== DIRECTIONS FOR THIS TASK ==
Copy down all of the data underneath, exactly as shown.

== DATA RECORDS ==
-- START --

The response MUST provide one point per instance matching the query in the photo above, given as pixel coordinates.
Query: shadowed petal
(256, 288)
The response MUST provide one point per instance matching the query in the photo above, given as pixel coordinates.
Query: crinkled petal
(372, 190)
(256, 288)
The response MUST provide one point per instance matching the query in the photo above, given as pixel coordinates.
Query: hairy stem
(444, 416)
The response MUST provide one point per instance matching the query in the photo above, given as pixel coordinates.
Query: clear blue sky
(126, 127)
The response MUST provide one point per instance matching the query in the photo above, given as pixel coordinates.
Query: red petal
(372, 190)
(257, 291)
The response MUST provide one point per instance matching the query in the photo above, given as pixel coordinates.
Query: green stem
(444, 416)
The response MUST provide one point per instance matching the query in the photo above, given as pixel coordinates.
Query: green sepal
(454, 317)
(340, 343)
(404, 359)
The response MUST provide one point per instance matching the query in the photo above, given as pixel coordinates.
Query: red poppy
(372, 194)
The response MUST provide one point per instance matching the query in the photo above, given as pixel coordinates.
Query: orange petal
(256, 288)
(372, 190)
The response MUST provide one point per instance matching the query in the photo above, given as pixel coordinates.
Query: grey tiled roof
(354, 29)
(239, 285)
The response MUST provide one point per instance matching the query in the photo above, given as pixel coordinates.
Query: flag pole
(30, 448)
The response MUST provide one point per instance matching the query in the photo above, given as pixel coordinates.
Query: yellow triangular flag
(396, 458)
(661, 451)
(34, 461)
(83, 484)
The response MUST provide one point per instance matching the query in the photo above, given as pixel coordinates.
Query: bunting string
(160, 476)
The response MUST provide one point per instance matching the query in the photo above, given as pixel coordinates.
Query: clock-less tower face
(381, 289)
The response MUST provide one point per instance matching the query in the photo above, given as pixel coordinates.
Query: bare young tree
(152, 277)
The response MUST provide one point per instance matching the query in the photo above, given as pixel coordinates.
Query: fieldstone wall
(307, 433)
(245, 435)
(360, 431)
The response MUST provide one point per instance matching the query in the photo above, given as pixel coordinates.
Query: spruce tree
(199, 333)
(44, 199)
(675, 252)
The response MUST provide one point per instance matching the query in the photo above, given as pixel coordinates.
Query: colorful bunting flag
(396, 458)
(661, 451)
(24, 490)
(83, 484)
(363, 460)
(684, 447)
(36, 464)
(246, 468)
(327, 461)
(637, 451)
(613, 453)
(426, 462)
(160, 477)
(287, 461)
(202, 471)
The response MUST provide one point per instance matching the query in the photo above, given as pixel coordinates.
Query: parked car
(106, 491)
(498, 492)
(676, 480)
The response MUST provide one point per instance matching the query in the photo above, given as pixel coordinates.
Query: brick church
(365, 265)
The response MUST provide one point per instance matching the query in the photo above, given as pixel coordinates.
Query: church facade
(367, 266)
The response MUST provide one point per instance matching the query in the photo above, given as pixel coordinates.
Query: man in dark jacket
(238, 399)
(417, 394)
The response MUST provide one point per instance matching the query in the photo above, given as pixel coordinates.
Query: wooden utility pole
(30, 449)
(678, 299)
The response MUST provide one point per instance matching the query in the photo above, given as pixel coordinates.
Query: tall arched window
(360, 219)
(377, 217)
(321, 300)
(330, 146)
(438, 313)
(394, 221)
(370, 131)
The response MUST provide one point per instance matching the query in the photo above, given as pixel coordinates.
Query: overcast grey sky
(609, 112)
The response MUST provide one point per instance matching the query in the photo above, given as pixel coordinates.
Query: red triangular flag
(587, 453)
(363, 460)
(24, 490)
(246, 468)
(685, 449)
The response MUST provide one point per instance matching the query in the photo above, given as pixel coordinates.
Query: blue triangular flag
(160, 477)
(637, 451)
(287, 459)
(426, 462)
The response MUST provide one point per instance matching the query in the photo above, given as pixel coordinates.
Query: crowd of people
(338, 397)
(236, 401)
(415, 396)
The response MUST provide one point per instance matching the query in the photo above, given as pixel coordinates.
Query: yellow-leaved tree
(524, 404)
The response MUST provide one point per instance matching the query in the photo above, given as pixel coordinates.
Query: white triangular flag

-- END --

== COMPLETED EXERCISE ==
The response MUST provide one point per instance matching the query in the photo above, given as pixel coordinates.
Query: shadowed petal
(256, 288)
The response MUST provide one point per instance matching the query in the photo above, given as pixel coordinates.
Query: crinkled petal
(372, 190)
(256, 288)
The response MUST provide one point per instance matching the query in the photo above, given as pixel coordinates.
Query: hairy stem
(444, 416)
The response MUST provide one point per instance matching the query in the photo above, given as pixel coordinates.
Query: clear blue sky
(126, 127)
The response MUST provide one point per instance matching the query in the photo above, given as pixel coordinates.
Query: red petal
(372, 190)
(257, 291)
The response MUST provide one point per instance matching the query in the photo above, given as pixel coordinates.
Query: green stem
(444, 416)
The response MUST provide one point per instance matching the query in the photo above, given as pixel coordinates.
Query: green sepal
(454, 317)
(340, 343)
(404, 359)
The response MUST provide one point per instance matching the query in the photo above, given as pixel coordinates.
Query: red poppy
(372, 194)
The response MUST provide one point per instance matching the query in the photo above, given as pixel coordinates.
Query: orange petal
(256, 288)
(372, 190)
The response MUST provide one point per instance matching the query in the photo above, given as pixel coordinates.
Query: grey tiled roof
(354, 29)
(239, 285)
The response MUST provide one point per instance matching the query in the photo above, given as pixel coordinates.
Query: flag pole
(30, 448)
The response MUST provide one point per instance matching the query in the photo above, given as pixel coordinates.
Query: yellow triangular flag
(396, 458)
(661, 451)
(34, 461)
(83, 484)
The response MUST provide one point per instance matching the query in the photo above, given as pixel coordinates.
Query: bunting string
(160, 476)
The response MUST provide one point per instance matching the query in the photo above, given as pixel coordinates.
Query: clock-less tower face
(381, 289)
The response MUST provide one point per instance matching the query in the photo above, given as pixel coordinates.
Query: bare young tree
(152, 277)
The response MUST provide one point per instance matching the query in the photo above, given as pixel coordinates.
Query: fieldstone wall
(307, 433)
(245, 435)
(360, 431)
The response MUST provide one point per instance matching the query in the photo above, given as pixel coordinates.
Query: spruce tree
(199, 333)
(44, 199)
(675, 252)
The response MUST provide one point per instance matching the query in the photo above, given as pixel coordinates.
Query: colorful bunting flag
(396, 458)
(661, 451)
(24, 490)
(83, 484)
(363, 460)
(684, 447)
(36, 464)
(246, 468)
(327, 461)
(637, 451)
(613, 453)
(426, 462)
(160, 477)
(287, 461)
(202, 471)
The response MUST provide one point per instance matching the query in the photo above, given as pixel coordinates.
Query: parked car
(106, 491)
(498, 492)
(676, 480)
The response MUST provide one point per instance matching the query in the photo above, given as pixel coordinates.
Query: brick church
(365, 265)
The response MUST provide one point per instance matching the query in the photo above, given as pixel coordinates.
Query: church facade
(367, 266)
The response MUST provide one point per instance matching the query in the photo above, given as pixel coordinates.
Query: man in dark jacket
(238, 399)
(417, 394)
The response MUST provide one point per instance matching the query in the photo above, given as pixel coordinates.
Query: wooden utility pole
(30, 449)
(678, 299)
The response MUST provide one point per instance matching the query in the photo above, given as pixel coordinates.
Query: tall arched window
(360, 219)
(377, 217)
(321, 300)
(330, 146)
(438, 313)
(394, 221)
(370, 131)
The response MUST provide one point per instance matching the query in the photo above, given as pixel coordinates.
Query: overcast grey sky
(609, 112)
The response MUST provide one point per instance matching the query in the photo above, given as pixel coordinates.
Query: red triangular flag
(587, 453)
(363, 460)
(24, 490)
(246, 468)
(685, 449)
The response MUST provide one point per instance matching the query in the photo above, given as pixel coordinates.
Query: blue triangular flag
(160, 477)
(637, 451)
(287, 459)
(426, 462)
The response MUST provide one point per instance matching the query in the photo above, given as pixel coordinates.
Query: crowd of people
(338, 397)
(236, 401)
(415, 396)
The response MUST provide one point per instance matching the query in the photo above, given as pixel coordinates.
Query: yellow-leaved tree
(524, 404)
The response MUST provide one point per instance matching the query in the photo above, given as pixel coordinates.
Query: white triangular flag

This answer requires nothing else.